▶ _Text to read_:
******

A sample report structure is found in this document

Grading Rubric

Note

Because you will present the main results in class, the grading rubric emphasizes criteria related to data management, methods, and background information.

  • Formal Requirements (20%)

    • Uploaded/ submitted via GitHub
    • Uses a markdown or .ipynb format
    • GitHub directory has adequate directory structure
    • GitHub directory contains a Readme.md file containing information about the project
  • Report Content:

    Note: Consult the Semester Project Outline for details.

    • Problem Introduction (25%):
      • adequately introduces the problem using a problem statement
      • provides sufficient background using external references (with References Cited section) for a scientifically minded person to understand the problem space
    • Data and Methods (30%):
      • describes the datasets including sources, identifiers, and links
      • provides background about datasets
        • Including exploratory analysis
      • outlines your data processing including how and why it was done
    • Results, Discussion, and Conclusion (25%):
      • the results in the report support the presentation results, ideally expanding on the presentation
        • Provide evidence for relationships between variables, groups, etc.
      • the discussion expands on the discussion presented in the presentation, especially regarding data aspects and future implications of results
      • a logical conclusion is presented

Task: Problem Statement

The problem statement should provide a clear and concise description of the issue that will help guide your research and analysis. It should include the following components:

Based on your topic:

  1. Name the core problem you want to investigate.
  2. Provide context for the problem
    • Who is affected by this problem? This could include specific groups of people, ecosystems, or other stakeholders.
    • What are the specific harms that are occurring or could occur as a result of this problem? This could include health impacts, economic impacts, environmental impacts, etc.
    • Why is it important to address this problem?
  3. Formulate at least two specific research questions that arise from the problem statement and that you want to answer with your project. These should be specific and focused, and they should be answerable with data. This means there should be a quantitative aspect to the question that can be addressed.

******

▶ _Data for processing_:
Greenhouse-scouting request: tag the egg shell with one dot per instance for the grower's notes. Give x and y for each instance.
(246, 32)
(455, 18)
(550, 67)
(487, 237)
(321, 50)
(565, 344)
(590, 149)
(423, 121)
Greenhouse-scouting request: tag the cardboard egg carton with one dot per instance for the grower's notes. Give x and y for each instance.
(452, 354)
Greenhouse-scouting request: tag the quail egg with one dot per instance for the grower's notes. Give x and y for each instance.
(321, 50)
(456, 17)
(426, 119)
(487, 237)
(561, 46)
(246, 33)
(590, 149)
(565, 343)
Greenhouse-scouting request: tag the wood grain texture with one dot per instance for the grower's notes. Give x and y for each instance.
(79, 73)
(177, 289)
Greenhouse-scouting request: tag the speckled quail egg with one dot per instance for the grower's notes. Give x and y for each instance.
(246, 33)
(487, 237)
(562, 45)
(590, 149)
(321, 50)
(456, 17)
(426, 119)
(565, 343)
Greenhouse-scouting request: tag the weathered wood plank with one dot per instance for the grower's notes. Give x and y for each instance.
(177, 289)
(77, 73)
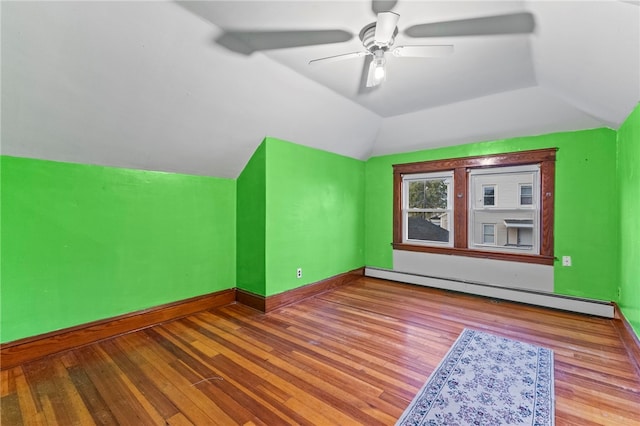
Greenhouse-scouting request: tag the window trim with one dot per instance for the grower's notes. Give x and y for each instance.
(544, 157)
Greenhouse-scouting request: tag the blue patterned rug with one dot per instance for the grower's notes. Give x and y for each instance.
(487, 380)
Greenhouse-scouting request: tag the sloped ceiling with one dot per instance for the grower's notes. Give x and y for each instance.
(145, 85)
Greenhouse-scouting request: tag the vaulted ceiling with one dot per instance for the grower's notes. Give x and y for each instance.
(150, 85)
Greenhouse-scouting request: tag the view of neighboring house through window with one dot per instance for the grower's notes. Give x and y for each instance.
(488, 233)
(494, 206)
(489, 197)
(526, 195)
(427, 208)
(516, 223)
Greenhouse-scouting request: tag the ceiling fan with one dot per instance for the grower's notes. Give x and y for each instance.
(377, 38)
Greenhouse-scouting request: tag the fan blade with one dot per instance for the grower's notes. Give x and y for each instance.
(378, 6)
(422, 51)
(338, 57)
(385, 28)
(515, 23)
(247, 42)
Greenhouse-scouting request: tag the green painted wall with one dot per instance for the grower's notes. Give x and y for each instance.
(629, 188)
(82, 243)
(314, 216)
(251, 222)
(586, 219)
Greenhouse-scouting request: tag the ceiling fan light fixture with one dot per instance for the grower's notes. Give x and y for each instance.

******

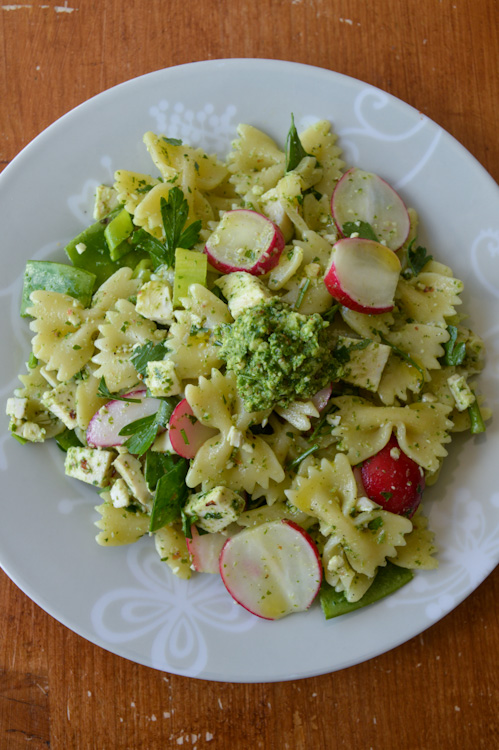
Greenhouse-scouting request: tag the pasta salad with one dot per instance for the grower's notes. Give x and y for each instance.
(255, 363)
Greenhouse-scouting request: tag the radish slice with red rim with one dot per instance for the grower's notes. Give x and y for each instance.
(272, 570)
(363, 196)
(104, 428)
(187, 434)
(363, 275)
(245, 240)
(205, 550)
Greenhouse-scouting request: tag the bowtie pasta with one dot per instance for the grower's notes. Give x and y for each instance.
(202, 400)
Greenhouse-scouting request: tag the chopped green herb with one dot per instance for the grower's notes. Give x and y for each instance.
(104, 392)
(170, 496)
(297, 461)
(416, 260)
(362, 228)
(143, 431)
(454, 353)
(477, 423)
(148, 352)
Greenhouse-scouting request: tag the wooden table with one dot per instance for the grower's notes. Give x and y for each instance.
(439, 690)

******

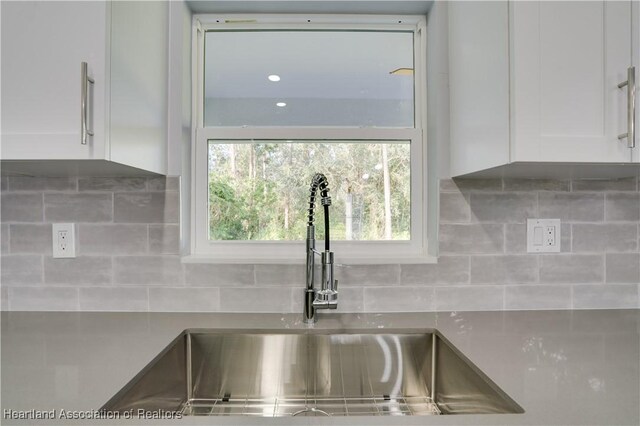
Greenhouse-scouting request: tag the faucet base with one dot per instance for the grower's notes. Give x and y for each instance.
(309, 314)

******

▶ _Prompt A_:
List each line of the records that contains the word "quail".
▶ _Prompt B_:
Extend the text on the semester project rubric, picking up after its final sentence.
The records are unrelated to the text on the semester project rubric.

▶ _Final answer A_:
Greenhouse-scouting request: tag the quail egg with one dot per instance for the grower's notes. Give x and y for each instance.
Greenhouse-scouting request: tag the speckled quail egg with one dot per instance for the grower's notes. Give x and y for each instance.

▶ _Final answer B_:
TipProblem state template

The below is a good template for writing a concise problem statement (adapted from Dr. Papadakis; ISAT 491). >The purpose of this project is to [A]. Because of [B] and [C]. We expect our project to result in [D]. Which will allow [E].

  • A: Your environmental issue
  • B: Broad Background
  • C: Harms/ Impacts to stakeholders/ ecosystems
  • D: Your specific research questions
  • E: Any next steps
TipActivity: In-class research
  • What data are needed?
    • variables
    • time periods
    • spatial/ temporal resolution
  • Checking initial data sources

Exploratory Data Analysis

Here are some specific steps and suggestions

  • With pandas and xarray (will be introduced soon) you should be able to load most datasets.
    • If you come across a format you don’t know or don’t know how, please let me know.
  • You should download data ASAP and check whether you can open the datasets
  • Document what exactly you download for reproducibility.
  • Try to download only what you need. Especially gridded data can get big very soon.
    • If datasets are less than ~20 MB each, put them on GitHub in a Data directory.
    • If they are larger, put them into a cloud storage and provide links in the repository.
  • Create initial plots and plan your analysis.
    • Are there issues with the data?
    • What steps do you need to take to conduct your analysis?
    • Do you need to modify research questions?
    • I will discuss them with your groups.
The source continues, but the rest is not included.